*How to complete this task:* Where a picture appears, skip it; print everything else in the records exactly as it stands.

*Source information:*
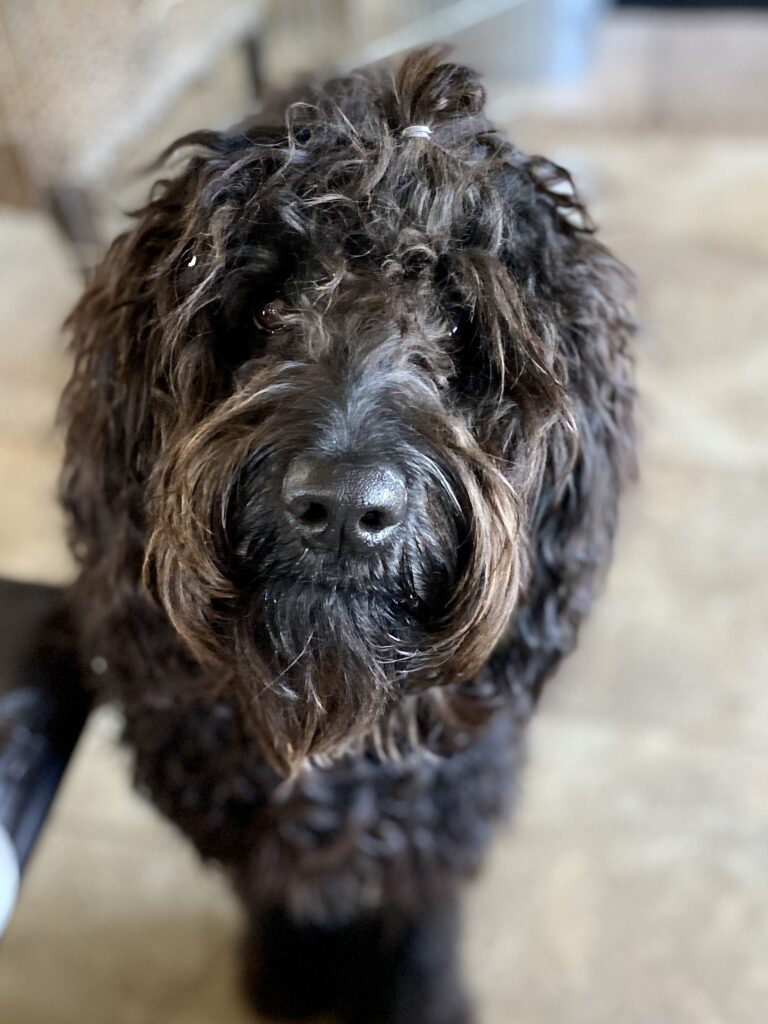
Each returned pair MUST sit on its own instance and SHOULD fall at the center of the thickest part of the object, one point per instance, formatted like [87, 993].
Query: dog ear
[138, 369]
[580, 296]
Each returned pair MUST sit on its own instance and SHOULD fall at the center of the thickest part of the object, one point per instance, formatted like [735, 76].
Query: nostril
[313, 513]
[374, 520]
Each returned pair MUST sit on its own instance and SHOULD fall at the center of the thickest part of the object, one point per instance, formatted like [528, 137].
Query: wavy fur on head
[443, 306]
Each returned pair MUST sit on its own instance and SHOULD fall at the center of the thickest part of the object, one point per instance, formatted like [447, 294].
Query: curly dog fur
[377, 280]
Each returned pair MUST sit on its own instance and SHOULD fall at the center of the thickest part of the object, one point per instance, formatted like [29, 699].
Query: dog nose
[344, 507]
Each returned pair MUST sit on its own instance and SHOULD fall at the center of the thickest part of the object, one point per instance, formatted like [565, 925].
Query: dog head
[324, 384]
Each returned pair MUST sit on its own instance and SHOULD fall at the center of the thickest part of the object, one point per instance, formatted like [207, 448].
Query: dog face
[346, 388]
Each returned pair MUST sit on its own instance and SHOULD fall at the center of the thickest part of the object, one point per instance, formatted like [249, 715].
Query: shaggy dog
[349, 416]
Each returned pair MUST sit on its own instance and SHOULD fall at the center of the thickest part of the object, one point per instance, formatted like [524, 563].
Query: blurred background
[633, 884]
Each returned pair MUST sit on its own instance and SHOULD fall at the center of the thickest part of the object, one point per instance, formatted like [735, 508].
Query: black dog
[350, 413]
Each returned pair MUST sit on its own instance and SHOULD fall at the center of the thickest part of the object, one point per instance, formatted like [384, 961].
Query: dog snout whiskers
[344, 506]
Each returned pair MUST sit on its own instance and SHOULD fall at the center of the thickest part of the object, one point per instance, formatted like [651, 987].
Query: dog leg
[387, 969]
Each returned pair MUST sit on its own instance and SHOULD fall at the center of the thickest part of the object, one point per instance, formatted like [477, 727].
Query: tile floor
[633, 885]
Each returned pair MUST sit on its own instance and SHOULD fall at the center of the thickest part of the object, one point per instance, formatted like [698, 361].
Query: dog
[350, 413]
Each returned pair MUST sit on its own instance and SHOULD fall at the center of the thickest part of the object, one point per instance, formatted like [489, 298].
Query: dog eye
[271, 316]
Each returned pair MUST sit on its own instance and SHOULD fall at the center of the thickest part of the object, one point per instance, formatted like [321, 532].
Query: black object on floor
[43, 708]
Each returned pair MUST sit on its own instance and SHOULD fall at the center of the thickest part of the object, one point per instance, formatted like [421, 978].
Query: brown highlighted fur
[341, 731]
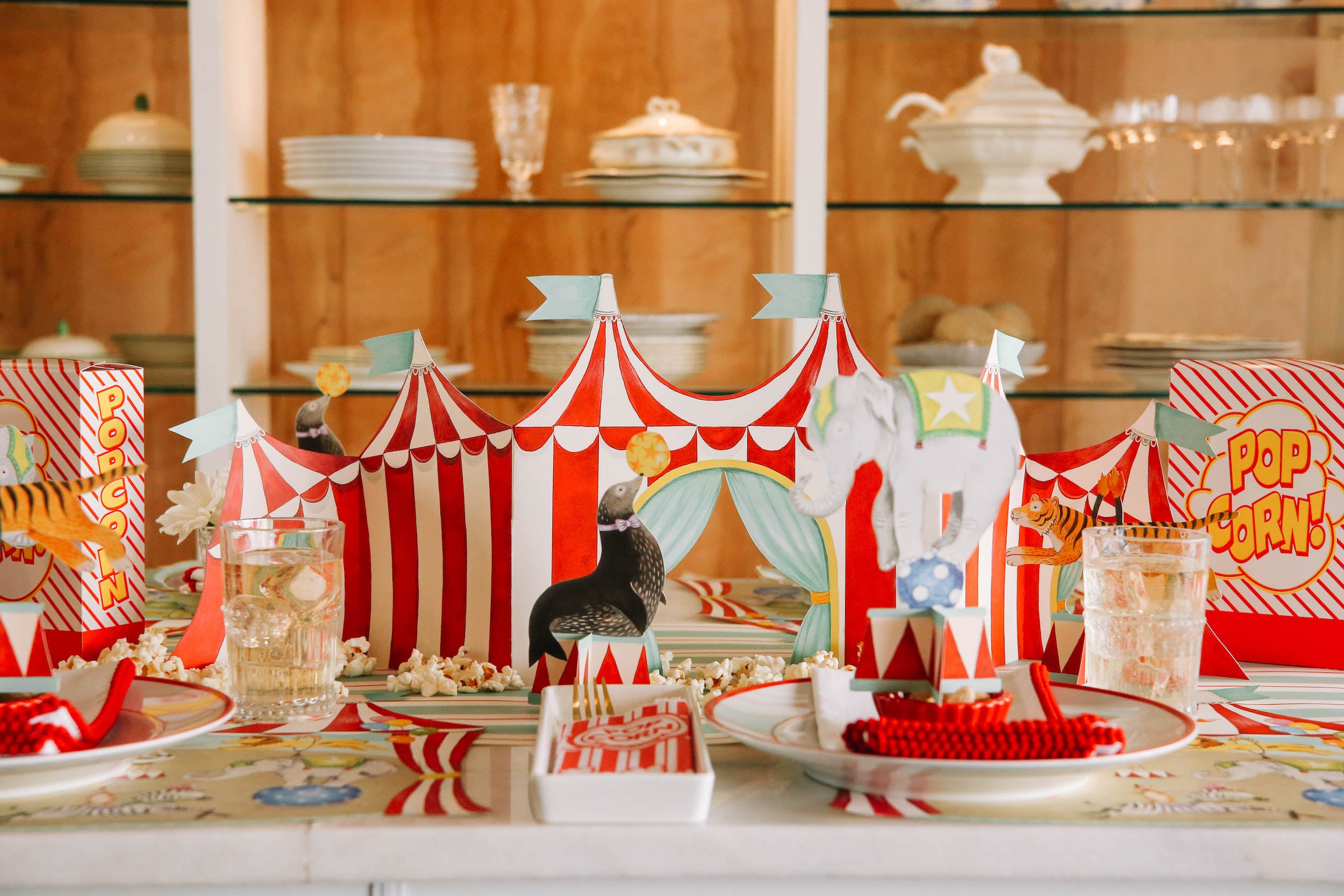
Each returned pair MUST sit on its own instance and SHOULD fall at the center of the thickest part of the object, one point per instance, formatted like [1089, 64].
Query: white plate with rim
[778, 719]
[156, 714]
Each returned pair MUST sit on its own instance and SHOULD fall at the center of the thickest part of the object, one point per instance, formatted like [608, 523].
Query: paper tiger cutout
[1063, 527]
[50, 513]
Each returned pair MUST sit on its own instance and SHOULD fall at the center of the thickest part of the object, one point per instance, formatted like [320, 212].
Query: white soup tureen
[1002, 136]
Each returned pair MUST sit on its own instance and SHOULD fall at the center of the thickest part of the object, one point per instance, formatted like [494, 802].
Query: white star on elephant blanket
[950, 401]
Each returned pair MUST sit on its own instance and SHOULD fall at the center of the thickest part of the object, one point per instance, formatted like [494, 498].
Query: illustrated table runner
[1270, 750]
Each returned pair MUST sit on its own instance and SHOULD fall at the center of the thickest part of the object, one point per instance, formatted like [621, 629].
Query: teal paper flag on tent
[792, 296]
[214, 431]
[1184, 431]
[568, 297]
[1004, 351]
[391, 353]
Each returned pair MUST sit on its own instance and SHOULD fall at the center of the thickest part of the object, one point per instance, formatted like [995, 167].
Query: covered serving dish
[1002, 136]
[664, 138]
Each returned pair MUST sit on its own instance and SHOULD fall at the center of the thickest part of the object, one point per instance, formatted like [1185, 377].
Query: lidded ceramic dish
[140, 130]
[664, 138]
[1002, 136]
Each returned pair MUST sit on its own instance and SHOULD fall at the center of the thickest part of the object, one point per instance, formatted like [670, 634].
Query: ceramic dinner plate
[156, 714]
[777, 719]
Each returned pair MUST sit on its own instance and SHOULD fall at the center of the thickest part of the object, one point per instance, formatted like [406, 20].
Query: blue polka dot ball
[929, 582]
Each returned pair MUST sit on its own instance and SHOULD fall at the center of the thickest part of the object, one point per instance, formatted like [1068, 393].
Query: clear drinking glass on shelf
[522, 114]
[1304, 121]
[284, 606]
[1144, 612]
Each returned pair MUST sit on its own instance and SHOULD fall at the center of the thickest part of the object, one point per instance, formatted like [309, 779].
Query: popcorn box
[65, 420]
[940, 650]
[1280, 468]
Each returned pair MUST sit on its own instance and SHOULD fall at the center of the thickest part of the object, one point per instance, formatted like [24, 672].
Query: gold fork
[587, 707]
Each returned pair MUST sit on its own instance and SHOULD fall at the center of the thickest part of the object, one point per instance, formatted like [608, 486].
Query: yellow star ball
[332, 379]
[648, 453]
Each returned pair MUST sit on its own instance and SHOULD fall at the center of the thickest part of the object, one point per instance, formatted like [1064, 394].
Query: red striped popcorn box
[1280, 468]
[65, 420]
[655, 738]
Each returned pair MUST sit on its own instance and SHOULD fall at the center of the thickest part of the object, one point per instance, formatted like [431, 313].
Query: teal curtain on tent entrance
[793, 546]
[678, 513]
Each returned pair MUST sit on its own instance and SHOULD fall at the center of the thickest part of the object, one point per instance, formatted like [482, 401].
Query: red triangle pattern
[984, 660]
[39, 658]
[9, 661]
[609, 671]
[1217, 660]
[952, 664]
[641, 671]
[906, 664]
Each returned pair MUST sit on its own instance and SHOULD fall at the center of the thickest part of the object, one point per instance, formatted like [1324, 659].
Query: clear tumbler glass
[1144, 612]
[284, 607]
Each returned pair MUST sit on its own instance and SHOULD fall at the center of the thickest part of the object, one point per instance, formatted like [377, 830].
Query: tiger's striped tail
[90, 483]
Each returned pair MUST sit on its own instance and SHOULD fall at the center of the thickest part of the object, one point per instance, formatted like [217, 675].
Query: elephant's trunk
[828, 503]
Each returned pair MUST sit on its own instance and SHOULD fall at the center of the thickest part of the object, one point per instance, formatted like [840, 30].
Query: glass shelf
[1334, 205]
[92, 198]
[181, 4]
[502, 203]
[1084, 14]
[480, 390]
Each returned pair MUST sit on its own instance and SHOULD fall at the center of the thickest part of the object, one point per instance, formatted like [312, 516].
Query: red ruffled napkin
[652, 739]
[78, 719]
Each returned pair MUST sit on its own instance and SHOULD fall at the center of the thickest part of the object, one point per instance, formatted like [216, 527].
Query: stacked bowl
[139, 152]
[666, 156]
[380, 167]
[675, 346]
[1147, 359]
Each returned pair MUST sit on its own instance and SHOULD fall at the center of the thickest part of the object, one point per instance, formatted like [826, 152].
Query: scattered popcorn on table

*Answer to this exercise:*
Each returned pair MUST sit on its own instance and SHOULD fall at the center of the thickest part of the object, one point per instance, formatted like [87, 993].
Query: dog ear
[138, 369]
[580, 296]
Each returned pair MUST sit on its own instance and SHOULD fall at the center of the thickest part of the object, one point per instance, formatted like [735, 76].
Query: nostril
[313, 513]
[374, 520]
Each returned pair MUST sit on its own instance and SHOULD fall at the center of the thickest part of the object, one point per instance, formatted like [528, 137].
Query: wavy fur on head
[443, 306]
Each returned pair MUST sit on its own instance and SHOULD fall at the center of the thickest part of the object, one point per instance, formatted like [447, 294].
Query: curly dog fur
[377, 280]
Each returned pair MUST sit on its own instance and SHOULD fall at the center of the thickest part of the object, one point per instance, formatted like [29, 699].
Query: dog nose
[344, 507]
Each returned pair MUST sit on its own instance and SHOULD fall at the center of the thickest part of the object, one point per instance, formatted like [565, 925].
Query: dog head
[324, 384]
Each returned pair MUST sit on its own instance and SHOULD fall at the center of the thickest part of the object, one point per instance, formatted like [207, 448].
Query: dog face
[346, 388]
Each returned pair MUST sit on its own instance and SHOULD fall at the center of the thickest part of the object, one point per instance, formatted like [249, 715].
Query: shaggy dog
[349, 416]
Each returned pair MUST sit on its own instance and SHOULD fall at the center of the thickest part of the object, one point per instance, formatted like [524, 563].
Query: blurred background
[633, 884]
Each returned pair MUST sit on its own instance and SHOULD fall at the center of the thickest part of the object, one point per instance, formatted like [735, 508].
Query: black dog
[350, 413]
Each returned pair MUST sit on its own instance and SHOULD fall at the center of the thickest part of the object, one point per instance, formatted like [384, 961].
Query: dog snout whiskers
[344, 506]
Each returned pair MUST sit on its own instance and SHOULD fall at the center of the thickest part of the object, one point per instance, formatted like [651, 987].
Query: dog leg
[387, 969]
Each returned pair MUST sit on its own instance and SHOULD fall at the center of the thickest part of the object, one point per instance, formatted like [477, 727].
Query: tile floor
[633, 885]
Each returned pair MUST sit on its own instance and SHOULD fall at the center of the thickest part of the object, one point per instance, formatted like [698, 361].
Query: dog
[350, 413]
Each returned pair MUST sit on its own instance and SHOULD fall at the center of the thickest part of the object, one point per instance, formatted like [489, 298].
Query: dog eye
[271, 316]
Each returned pair MUST sit on its own instance and SHOULD fall at the center of the thickest part of the object, one point per instance, formatted like [321, 532].
Query: black object on floor
[43, 708]
Each returned pair MUST sit on its own instance and SHOULD fall at the center of the thickest part of the object, one point per instance, formatted like [421, 978].
Query: brown highlighted fur
[341, 731]
Each returned pair MUST sit on its own instance and SHOULD fall at the center of the thickest part of the object, one point per instance, formatted like [1089, 64].
Query: white plate with rim
[778, 719]
[156, 714]
Each returned pair MUST sit on its own instance and SHOULD fall at the center of the thickest part of the object, one point per instance, formatted like [608, 523].
Query: paper tiger cutout
[1063, 527]
[50, 513]
Each returned pair MUST sit on its own instance and SHOULD fall at the center of the thickest part of the object, one point per instance, formatted like [320, 212].
Query: white soup tureen
[1002, 136]
Each returned pair MUST sit on its own instance and SHOULD fall at the center of the thickest part of the object, one point per instance, formatted like [494, 802].
Query: white star on elephant blanket
[950, 401]
Each returned pair MUST sit on its own instance and SHOULD fall at the center of the thickest part of the object, one point per instance, formatted like [494, 498].
Query: illustrated table runner
[1270, 750]
Each returned pair MUST sit on its own instance and SHOULD fall at the center of the thickest part of the object, one point per instance, formatted like [621, 629].
Query: teal paper flag on tent
[792, 296]
[214, 431]
[1184, 431]
[568, 297]
[1004, 351]
[391, 353]
Each returned pair MUST sit on its own instance and SHOULD fall at the center of the thickest part of the object, one point per instance, formatted like [995, 167].
Query: covered serving dish
[1002, 136]
[664, 138]
Each returned pair MUST sit on its own instance and SHOULD fall at the center of the thickest part of the object, one point per instance, formatted like [1185, 377].
Query: lidded ceramic dish
[140, 130]
[664, 138]
[1002, 136]
Each returned pair MUST sit on its own instance and SHOULD fall at the center of the thickest part of the object, one point per instance, formatted like [670, 634].
Query: ceramic dinner plate
[156, 714]
[777, 719]
Each returned pair MUST sit on its own instance and SHOULD fall at the center of the thickest part of the object, one point per instance, formatted like [406, 20].
Query: blue polka dot ball
[929, 582]
Each returned pair MUST sit on its own instance and SHOULD fall at the center of the thickest part of the object, one point per instance, formatted like [1068, 393].
Query: clear drinking glass on shelf
[522, 114]
[1304, 121]
[284, 606]
[1144, 612]
Each returned pair MUST sit on its own instance and SHOULD fall at the center of the thickest part of the object, one point per instance, formatted like [309, 779].
Query: popcorn box
[65, 420]
[940, 650]
[1280, 468]
Each returned pair MUST sit on its own instance and SHOULD fall at the center of the thickest part of the object, one point per instance, formatted like [24, 672].
Query: gold fork
[587, 707]
Each returned pair MUST sit on its own instance and SHOULD fall at the center of the thickest part of the object, one point per instance, formatted like [608, 486].
Query: yellow star ball
[332, 379]
[648, 453]
Each returned pair MUST sit on its own instance and SHOULD fall at the center of the thickest part of the object, one point per instance, formatted like [1064, 394].
Query: red striped popcorn box
[1280, 468]
[65, 420]
[655, 738]
Each returned pair MUST sit on its own instance and SHOULD fall at the center of the thickest part of the object, one point per instance, formatted like [431, 313].
Query: teal curtain on tent entrance
[793, 546]
[678, 513]
Each returned pair MUST sit on its own instance and SHOULD fall at the center of the thickest part of the object, one point per instance, formatted like [482, 401].
Query: red triangle pattern
[984, 660]
[39, 658]
[9, 661]
[609, 671]
[1217, 660]
[952, 664]
[641, 671]
[906, 664]
Each returned pair MUST sit on its own instance and SHOULD fall at the center of the thickest part of the object, one point per instance, formatted like [1324, 659].
Query: clear tumbler glass
[1144, 612]
[284, 607]
Each returned pair MUST sit on its own instance and SHOULD fall at the center of the thickest part of the object, one point per instance, formatted like [377, 830].
Query: tiger's striped tail
[90, 483]
Each returned pair MUST sit on its own instance and SHOULD fall at the center of the thickest part of the object, one point per instance, formatted like [217, 675].
Query: elephant's trunk
[828, 503]
Each returned pair MUST sit on its own instance and SHOULD fall at the center of the thickest part of the object, one point per instance, formatted like [840, 30].
Query: glass shelf
[1334, 205]
[92, 198]
[181, 4]
[502, 203]
[1084, 14]
[480, 390]
Each returned pair MUST sit on its own instance and SHOULD fall at the center of the thickest part of the object, one point per instance, formatted like [312, 516].
Query: red ruffled napkin
[652, 739]
[78, 719]
Each returned pair MUST sit on its own instance and SHOULD fall at the center of the thickest part of the object, one point per instance, formatted like [216, 527].
Query: stacked bowl
[139, 152]
[666, 156]
[380, 167]
[675, 346]
[1147, 359]
Each returned pair MUST sit on its own instance and SHOULD fall at the center of the thickest part of the object, one point per instance, formatted like [826, 152].
Query: scattered popcorn on table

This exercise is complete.